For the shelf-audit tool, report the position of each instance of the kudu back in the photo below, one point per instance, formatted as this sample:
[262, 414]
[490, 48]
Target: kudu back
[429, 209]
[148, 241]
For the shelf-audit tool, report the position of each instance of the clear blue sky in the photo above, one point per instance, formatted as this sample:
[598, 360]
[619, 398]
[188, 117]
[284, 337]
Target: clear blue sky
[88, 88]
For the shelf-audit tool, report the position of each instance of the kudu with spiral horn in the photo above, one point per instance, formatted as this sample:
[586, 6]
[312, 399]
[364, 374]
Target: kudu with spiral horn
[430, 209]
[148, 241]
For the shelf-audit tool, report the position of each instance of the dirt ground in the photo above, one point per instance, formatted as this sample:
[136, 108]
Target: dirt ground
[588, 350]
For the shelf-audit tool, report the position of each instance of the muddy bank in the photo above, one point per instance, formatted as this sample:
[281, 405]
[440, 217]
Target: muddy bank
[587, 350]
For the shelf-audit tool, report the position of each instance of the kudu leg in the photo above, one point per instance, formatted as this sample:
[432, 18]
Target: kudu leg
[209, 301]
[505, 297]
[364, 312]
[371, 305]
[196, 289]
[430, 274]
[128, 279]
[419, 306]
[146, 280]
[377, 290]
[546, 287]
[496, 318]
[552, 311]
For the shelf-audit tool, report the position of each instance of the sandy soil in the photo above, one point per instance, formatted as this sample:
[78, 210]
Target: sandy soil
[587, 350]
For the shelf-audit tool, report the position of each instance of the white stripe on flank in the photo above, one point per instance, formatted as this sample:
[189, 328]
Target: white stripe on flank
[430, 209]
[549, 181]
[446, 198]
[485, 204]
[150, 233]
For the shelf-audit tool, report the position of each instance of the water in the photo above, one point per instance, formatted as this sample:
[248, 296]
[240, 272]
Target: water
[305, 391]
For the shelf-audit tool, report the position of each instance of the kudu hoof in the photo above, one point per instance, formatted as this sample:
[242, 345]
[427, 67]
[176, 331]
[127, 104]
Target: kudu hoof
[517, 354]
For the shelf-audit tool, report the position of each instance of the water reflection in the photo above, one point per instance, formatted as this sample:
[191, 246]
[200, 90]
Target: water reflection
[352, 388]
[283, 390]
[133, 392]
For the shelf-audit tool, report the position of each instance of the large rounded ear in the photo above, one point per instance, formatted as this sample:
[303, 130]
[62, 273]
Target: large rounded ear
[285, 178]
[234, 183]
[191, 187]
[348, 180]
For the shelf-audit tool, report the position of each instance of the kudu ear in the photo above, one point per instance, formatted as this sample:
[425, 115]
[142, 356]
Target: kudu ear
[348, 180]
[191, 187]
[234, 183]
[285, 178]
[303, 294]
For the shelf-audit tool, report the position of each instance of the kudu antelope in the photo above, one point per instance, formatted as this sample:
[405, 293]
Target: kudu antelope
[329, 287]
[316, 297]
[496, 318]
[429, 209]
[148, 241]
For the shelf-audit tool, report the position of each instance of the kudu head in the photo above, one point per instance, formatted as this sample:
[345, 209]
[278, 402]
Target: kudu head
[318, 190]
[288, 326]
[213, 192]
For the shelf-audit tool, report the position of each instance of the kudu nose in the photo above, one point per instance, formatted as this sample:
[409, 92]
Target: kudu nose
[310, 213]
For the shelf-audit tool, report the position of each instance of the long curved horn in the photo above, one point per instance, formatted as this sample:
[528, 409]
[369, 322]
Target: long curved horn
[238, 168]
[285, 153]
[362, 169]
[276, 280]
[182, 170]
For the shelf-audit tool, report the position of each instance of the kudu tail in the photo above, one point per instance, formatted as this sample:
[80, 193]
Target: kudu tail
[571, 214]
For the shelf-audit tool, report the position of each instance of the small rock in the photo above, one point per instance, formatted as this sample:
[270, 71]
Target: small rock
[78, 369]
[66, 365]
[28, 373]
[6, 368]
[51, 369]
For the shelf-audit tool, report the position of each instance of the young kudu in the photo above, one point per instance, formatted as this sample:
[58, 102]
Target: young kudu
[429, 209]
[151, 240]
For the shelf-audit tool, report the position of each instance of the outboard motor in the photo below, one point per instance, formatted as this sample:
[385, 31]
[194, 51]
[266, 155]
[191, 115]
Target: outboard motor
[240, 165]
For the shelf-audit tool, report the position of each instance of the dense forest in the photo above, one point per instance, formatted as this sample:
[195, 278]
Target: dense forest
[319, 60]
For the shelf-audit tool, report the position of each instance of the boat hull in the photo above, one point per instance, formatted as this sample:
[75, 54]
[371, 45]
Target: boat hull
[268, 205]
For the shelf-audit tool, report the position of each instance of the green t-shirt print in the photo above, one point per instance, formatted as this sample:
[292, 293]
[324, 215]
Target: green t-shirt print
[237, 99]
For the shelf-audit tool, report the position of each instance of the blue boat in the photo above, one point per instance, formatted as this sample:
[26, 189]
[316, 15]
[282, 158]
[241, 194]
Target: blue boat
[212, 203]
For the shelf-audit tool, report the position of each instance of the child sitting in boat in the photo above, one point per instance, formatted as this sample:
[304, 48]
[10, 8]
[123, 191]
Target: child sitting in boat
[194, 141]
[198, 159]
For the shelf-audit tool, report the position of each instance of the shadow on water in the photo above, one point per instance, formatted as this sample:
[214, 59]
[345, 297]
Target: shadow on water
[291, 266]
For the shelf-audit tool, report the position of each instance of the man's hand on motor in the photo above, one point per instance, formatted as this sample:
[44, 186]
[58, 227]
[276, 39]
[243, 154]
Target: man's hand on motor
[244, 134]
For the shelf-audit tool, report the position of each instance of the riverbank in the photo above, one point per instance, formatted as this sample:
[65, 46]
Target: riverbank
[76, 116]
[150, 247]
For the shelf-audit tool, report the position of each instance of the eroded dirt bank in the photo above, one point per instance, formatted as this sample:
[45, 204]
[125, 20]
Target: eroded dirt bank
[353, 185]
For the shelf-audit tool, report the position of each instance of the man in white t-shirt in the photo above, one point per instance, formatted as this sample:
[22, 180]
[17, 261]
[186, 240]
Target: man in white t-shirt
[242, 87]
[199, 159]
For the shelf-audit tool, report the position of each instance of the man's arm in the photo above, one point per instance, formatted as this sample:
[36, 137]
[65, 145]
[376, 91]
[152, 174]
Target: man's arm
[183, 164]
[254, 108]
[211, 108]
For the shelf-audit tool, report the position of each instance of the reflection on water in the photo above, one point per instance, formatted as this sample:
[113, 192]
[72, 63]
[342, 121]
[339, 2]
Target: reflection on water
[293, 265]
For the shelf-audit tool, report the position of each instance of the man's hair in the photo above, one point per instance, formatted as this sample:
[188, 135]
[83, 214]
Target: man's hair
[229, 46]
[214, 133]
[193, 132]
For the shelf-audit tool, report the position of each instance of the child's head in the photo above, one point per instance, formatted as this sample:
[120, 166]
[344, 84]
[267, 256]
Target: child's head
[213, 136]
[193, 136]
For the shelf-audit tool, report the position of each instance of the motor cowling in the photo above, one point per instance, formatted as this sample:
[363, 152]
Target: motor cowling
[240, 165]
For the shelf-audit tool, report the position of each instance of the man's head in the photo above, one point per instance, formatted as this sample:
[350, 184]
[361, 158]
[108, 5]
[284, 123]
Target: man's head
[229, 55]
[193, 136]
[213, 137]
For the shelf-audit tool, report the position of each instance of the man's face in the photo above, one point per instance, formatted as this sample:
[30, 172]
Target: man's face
● ● ● ●
• EXERCISE INSTRUCTIONS: Quote every one of the entries above word for word, in their original order.

• EXPECTED ANSWER:
For the shelf-audit tool, report the position of each instance of the kudu back in the photo below, one point per instance, formatted as this sample:
[262, 414]
[490, 48]
Target: kudu back
[429, 209]
[148, 241]
For the shelf-audit tool, report the position of each instance of the clear blue sky in the photo above, one point per instance, formatted as this sample:
[598, 360]
[619, 398]
[188, 117]
[284, 337]
Target: clear blue sky
[88, 88]
For the shelf-audit tool, report the position of each instance of the kudu with spiral horn in the photo above, one point per instance, formatted as this sample:
[586, 6]
[312, 399]
[364, 374]
Target: kudu with spiral horn
[430, 209]
[148, 241]
For the shelf-audit tool, report the position of each instance of the dirt ground in the photo above, one point per instance, formatted as this sample:
[136, 108]
Target: dirt ground
[588, 350]
For the shelf-audit tool, report the position of each instance of the muddy bank in the photo above, one point per instance, formatted as this sample:
[281, 405]
[440, 217]
Target: muddy bank
[587, 350]
For the shelf-audit tool, report the position of each instance of the kudu leg in the photo above, one point per instance, formatted as this sample:
[432, 18]
Target: kudu leg
[209, 301]
[505, 297]
[364, 312]
[371, 305]
[196, 289]
[430, 274]
[128, 279]
[419, 306]
[146, 280]
[377, 290]
[546, 287]
[496, 318]
[552, 311]
For the shelf-audit tool, report the position of each instance of the sandy soil in the photo above, one point per instance, formatted as this sample:
[78, 210]
Target: sandy soil
[587, 350]
For the shelf-audit tool, report the position of each instance of the white stripe on flank in the photo above, one point per instance, formatted as this sample:
[189, 328]
Target: white stripe on flank
[430, 209]
[549, 181]
[446, 198]
[485, 204]
[150, 233]
For the shelf-audit tool, report the position of each instance of the water in the photo above, one point per instance, formatted as this sample:
[248, 296]
[240, 272]
Target: water
[305, 391]
For the shelf-audit tool, report the position of each instance of the kudu hoof in the photo above, one point per instance, formatted as this sample:
[242, 345]
[427, 67]
[176, 331]
[127, 104]
Target: kudu hoof
[517, 354]
For the shelf-audit tool, report the position of each instance of the water reflection in the photo above, one point per instance, formatted as this sample:
[191, 246]
[200, 90]
Target: water reflection
[352, 388]
[283, 390]
[133, 392]
For the shelf-audit tool, report the position of each instance of the large rounded ear in the photo above, one point per instance, formatted as this sample:
[303, 130]
[62, 273]
Target: large rounded ear
[285, 178]
[234, 183]
[191, 187]
[348, 180]
For the shelf-audit tool, report the position of each instance of the kudu ear in the photo above, one point per instance, formatted as this sample:
[425, 115]
[142, 356]
Target: kudu ear
[348, 180]
[191, 187]
[234, 183]
[285, 178]
[303, 294]
For the shelf-audit tool, report the position of each instance of the kudu antelope in the photo above, one point per instance, formatted as this sample:
[405, 293]
Target: kudu antelope
[329, 287]
[316, 297]
[496, 318]
[429, 209]
[148, 241]
For the shelf-audit tool, report the position of each instance of the kudu head in the photo above, one point per instance, formatted as this sample:
[345, 209]
[278, 402]
Target: kudu head
[318, 190]
[288, 326]
[213, 192]
For the shelf-audit tool, report the position of each instance of the kudu nose in the photo above, one point per instance, formatted as this sample:
[409, 92]
Target: kudu nose
[310, 213]
For the shelf-audit tool, report the position of each instance of the long curved horn in the photo above, one point per instance, formatted as this sample:
[528, 409]
[369, 322]
Target: long curved horn
[238, 168]
[285, 153]
[362, 169]
[276, 280]
[182, 170]
For the shelf-audit tool, report the position of each instance of the kudu tail in the photo above, one point per instance, formatted as this sample:
[80, 193]
Target: kudu tail
[571, 214]
For the shelf-audit tool, report the position of each instance of the small rock in the photo above, one point per instance, formatted as this sample:
[270, 71]
Target: small rock
[78, 369]
[66, 365]
[28, 373]
[6, 368]
[51, 369]
For the shelf-audit tool, report the position of each instance of the young kudu in the photo above, one point per instance, formatted as this sample:
[58, 102]
Target: young kudu
[429, 209]
[151, 240]
For the shelf-audit tool, report the position of each instance of the outboard motor in the photo below, one point per instance, formatted as this sample:
[385, 31]
[194, 51]
[266, 155]
[191, 115]
Target: outboard motor
[240, 165]
For the shelf-audit tool, report the position of each instance of the dense forest in the photo above, one point per instance, formatted as this sample:
[195, 278]
Target: dense forest
[319, 60]
For the shelf-audit tool, report the position of each instance of the boat hull in the photo above, one point per instance, formatted as this sample:
[75, 54]
[371, 45]
Target: boat hull
[268, 205]
For the shelf-audit tool, report the position of each instance of the green t-shirt print in the photo above, one point per instance, formatted as this sample:
[292, 293]
[324, 215]
Target: green t-shirt print
[237, 99]
For the shelf-audit tool, report the position of each instance of the blue boat in the photo above, one point per instance, formatted as this sample:
[26, 189]
[316, 15]
[282, 158]
[241, 194]
Target: blue boat
[212, 203]
For the shelf-audit tool, report the position of each instance of the child sitting in boat in the photo above, one point per instance, formatted as this sample:
[304, 48]
[10, 8]
[123, 191]
Target: child sitting in boat
[194, 141]
[198, 159]
For the shelf-audit tool, report the position of each instance of the shadow on water in the photo above, one point per instance, formatted as this sample:
[214, 59]
[345, 297]
Target: shadow on water
[291, 266]
For the shelf-audit tool, report the position of each instance of the man's hand on motor in the photo above, one point per instance, formatted as this sample:
[44, 186]
[58, 227]
[276, 39]
[243, 154]
Target: man's hand on motor
[244, 134]
For the shelf-audit tool, report the position of each instance of the riverbank in the photo above, one point per instance, formatted as this sample:
[65, 46]
Target: riverbank
[76, 116]
[150, 247]
For the shelf-audit tool, report the position of each instance of the eroded dirt bank in the photo above, one point per instance, formatted as this sample:
[45, 204]
[125, 20]
Target: eroded dirt bank
[353, 185]
For the shelf-audit tool, report the position of each instance of the man in white t-shirt in the photo above, one point per instance, formatted as this sample:
[22, 180]
[17, 261]
[186, 240]
Target: man in white t-shirt
[242, 87]
[199, 159]
For the shelf-audit tool, report the position of each instance of the man's arm in the photo above, one point per instance, formatted as this sample:
[36, 137]
[65, 145]
[376, 91]
[152, 174]
Target: man's arm
[183, 164]
[254, 108]
[211, 108]
For the shelf-audit tool, report the position of each instance of the reflection on water in the photo above, one point per instance, formatted as this sample:
[113, 192]
[72, 63]
[342, 121]
[339, 2]
Target: reflection on water
[293, 265]
For the shelf-audit tool, report the position of each instance of the man's hair in the photo above, one point per instance, formatted as this sample:
[188, 135]
[83, 214]
Target: man's hair
[229, 46]
[214, 133]
[193, 132]
For the shelf-audit tool, report the position of each instance of the child's head in the photo above, one point per instance, formatted as this sample:
[120, 166]
[344, 84]
[267, 256]
Target: child's head
[213, 136]
[193, 136]
For the shelf-audit tool, report the position of each instance of the motor cowling in the photo above, one point per instance, formatted as this sample:
[363, 152]
Target: motor cowling
[240, 165]
For the shelf-audit tool, report the position of each instance of the man's head in the photo above, one point per instance, formatted as this sample:
[350, 184]
[361, 158]
[108, 5]
[284, 123]
Target: man's head
[229, 55]
[193, 136]
[213, 137]
For the shelf-audit tool, report the position of each instance of the man's face in the photo above, one point per instance, formatted as this sample:
[30, 172]
Target: man's face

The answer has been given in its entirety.